Written problem: Repeat the lines of the material below exactly, starting with the line that contains "where the cornfield" and continuing through the last line of the material.

(Coordinate annotation entries)
## Begin

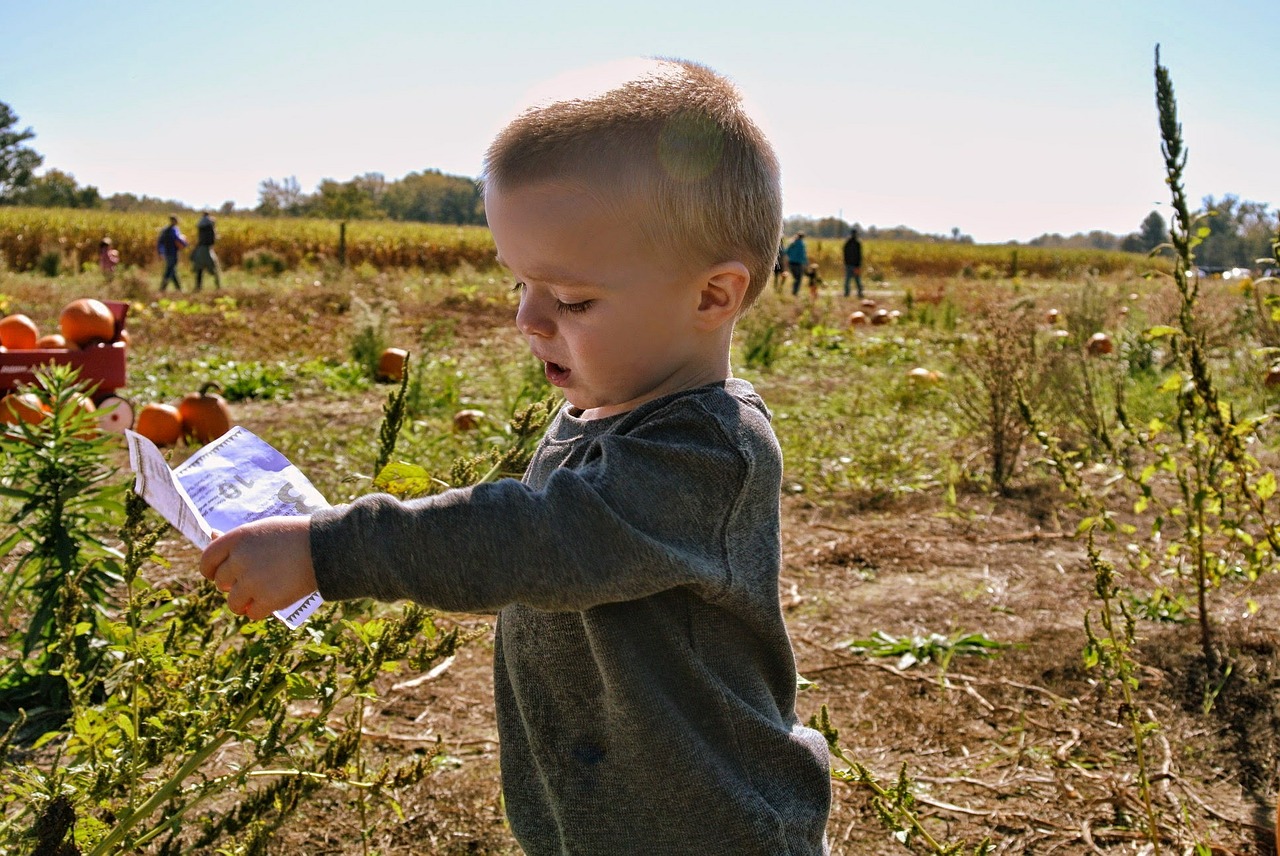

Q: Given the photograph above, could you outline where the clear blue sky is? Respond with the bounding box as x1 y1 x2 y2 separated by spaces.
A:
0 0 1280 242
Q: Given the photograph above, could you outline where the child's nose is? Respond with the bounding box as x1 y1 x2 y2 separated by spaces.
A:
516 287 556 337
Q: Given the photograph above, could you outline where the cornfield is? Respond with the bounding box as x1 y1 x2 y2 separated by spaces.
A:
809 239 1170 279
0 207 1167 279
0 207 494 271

## End

Correct output:
Q: Given the photograph above, could you outline where the cornfield is? Respond with the bounding box as x1 y1 x2 y2 separated by spaces.
A:
809 239 1170 279
0 207 1167 279
0 207 494 271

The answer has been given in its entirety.